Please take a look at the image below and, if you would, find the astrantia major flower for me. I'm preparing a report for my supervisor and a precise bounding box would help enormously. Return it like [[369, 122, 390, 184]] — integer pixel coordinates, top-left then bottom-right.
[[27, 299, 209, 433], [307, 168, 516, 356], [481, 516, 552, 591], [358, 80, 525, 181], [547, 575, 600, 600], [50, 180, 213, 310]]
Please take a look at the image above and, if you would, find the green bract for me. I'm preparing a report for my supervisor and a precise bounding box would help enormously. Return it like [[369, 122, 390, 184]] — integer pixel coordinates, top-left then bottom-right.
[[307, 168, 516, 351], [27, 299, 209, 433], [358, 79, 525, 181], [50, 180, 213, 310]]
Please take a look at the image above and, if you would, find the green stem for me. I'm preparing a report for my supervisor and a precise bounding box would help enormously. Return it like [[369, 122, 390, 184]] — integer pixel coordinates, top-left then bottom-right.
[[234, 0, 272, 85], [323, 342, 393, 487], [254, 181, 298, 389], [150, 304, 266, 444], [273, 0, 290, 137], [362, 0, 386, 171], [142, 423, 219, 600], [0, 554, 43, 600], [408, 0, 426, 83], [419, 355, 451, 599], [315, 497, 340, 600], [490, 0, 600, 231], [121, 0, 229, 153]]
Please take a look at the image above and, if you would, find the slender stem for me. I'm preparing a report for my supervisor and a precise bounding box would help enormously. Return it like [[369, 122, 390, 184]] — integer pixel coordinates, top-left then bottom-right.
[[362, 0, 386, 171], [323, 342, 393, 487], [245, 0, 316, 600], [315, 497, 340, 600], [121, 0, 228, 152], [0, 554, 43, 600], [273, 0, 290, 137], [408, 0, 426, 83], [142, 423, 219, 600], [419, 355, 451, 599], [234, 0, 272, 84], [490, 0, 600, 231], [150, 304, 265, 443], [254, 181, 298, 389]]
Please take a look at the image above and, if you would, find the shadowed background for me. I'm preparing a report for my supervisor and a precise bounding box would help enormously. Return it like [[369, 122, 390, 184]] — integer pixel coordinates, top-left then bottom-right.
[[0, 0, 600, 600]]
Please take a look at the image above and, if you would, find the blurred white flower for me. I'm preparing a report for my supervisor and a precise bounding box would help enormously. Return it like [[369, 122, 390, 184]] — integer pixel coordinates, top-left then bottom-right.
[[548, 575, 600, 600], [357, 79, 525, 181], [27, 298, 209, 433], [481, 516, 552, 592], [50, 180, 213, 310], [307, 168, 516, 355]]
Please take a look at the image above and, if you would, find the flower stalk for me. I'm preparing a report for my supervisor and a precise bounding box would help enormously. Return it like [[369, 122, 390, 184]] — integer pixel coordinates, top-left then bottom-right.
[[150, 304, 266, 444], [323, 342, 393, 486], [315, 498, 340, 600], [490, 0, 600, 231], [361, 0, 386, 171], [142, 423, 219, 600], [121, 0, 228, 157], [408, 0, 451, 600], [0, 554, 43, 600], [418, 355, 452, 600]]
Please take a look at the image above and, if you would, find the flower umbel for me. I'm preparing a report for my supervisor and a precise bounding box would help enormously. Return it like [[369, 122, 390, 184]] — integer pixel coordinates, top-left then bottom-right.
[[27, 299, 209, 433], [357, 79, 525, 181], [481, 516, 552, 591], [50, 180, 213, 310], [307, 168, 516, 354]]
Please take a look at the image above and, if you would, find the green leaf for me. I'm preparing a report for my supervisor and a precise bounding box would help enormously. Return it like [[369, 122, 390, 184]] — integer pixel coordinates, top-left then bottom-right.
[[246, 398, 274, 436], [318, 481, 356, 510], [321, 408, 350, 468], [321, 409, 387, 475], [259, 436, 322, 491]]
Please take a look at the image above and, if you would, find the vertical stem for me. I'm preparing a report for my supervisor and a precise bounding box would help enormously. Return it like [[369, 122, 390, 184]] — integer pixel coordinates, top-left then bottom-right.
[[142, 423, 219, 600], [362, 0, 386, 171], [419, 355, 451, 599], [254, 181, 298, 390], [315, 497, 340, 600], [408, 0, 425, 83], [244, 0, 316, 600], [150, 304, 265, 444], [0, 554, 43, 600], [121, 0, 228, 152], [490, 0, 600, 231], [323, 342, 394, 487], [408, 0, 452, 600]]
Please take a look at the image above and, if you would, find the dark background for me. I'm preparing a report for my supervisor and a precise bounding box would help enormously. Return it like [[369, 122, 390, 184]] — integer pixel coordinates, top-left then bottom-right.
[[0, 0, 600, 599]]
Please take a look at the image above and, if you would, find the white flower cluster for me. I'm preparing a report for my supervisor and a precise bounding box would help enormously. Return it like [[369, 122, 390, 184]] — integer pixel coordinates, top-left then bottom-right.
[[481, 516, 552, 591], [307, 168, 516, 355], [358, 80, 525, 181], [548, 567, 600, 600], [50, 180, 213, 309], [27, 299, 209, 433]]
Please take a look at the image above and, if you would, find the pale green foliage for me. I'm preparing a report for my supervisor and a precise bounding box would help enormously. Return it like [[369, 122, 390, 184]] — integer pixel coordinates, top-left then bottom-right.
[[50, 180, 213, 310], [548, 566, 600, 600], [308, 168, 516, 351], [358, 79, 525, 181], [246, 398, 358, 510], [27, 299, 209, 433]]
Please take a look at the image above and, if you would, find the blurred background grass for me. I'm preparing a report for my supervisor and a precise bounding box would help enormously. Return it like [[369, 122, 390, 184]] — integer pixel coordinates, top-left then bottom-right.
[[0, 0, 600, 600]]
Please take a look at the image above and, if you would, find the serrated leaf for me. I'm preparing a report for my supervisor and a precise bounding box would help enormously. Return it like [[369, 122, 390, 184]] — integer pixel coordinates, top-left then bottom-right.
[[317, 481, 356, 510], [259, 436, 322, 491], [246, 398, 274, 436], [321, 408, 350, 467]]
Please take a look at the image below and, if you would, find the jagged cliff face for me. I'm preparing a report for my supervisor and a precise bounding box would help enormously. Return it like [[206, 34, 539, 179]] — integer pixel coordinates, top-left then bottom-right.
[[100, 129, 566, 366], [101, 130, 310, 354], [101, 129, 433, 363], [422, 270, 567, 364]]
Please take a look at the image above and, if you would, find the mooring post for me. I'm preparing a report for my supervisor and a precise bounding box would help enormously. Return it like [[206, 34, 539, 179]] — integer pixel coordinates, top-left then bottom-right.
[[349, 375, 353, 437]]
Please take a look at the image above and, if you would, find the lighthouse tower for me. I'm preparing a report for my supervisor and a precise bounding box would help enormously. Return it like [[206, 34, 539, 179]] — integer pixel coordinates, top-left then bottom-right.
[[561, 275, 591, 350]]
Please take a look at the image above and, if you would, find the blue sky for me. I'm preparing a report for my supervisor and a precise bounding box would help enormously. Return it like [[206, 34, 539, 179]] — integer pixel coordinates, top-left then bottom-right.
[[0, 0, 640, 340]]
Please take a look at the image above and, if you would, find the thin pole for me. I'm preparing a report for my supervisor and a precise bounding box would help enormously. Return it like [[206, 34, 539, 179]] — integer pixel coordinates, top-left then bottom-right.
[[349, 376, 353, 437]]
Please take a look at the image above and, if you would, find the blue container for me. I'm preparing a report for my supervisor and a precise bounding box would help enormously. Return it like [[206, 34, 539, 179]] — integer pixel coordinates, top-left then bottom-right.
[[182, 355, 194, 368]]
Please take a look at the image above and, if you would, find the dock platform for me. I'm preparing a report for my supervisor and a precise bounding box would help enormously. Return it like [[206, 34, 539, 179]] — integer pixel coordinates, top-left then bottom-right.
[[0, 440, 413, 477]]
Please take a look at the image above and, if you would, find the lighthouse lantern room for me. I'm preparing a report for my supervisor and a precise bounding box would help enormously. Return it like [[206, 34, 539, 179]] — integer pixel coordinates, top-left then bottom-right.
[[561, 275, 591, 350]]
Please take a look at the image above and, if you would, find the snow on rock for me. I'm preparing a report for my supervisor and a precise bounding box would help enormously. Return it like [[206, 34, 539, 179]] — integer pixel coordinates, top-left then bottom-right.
-- -- --
**Task objective:** Starting at the line containing "find the dock" and ending with the final line of the records, write out those lines again, requests included, shifting every bounding-box coordinate in the answers up by 94. Leave the numbers in the requests and their format samples unchanged.

**Written response:**
Please take a look at the image above and, if you would, find the dock platform for me. I'm preparing a report for my supervisor and a precise bounding box would help enormously. Return it like [[206, 34, 539, 179]] — integer pixel coordinates, top-left then bottom-right.
[[94, 534, 507, 571]]
Please take a look at the image above and, if you would, find the lighthouse lantern room for me. I'm preparing a report for my supervisor and a precise bounding box would help enormously. Return it like [[206, 34, 539, 179]] — integer pixel coordinates, top-left then bottom-right.
[[655, 369, 685, 444]]
Please take a look at the image above and, if you would, find the snow on rock for me. I'm preparing a report for my supervisor and a precise bounding box would help enormously. Return it like [[206, 34, 539, 179]] — integer pixel coordinates, top-left then bottom-right.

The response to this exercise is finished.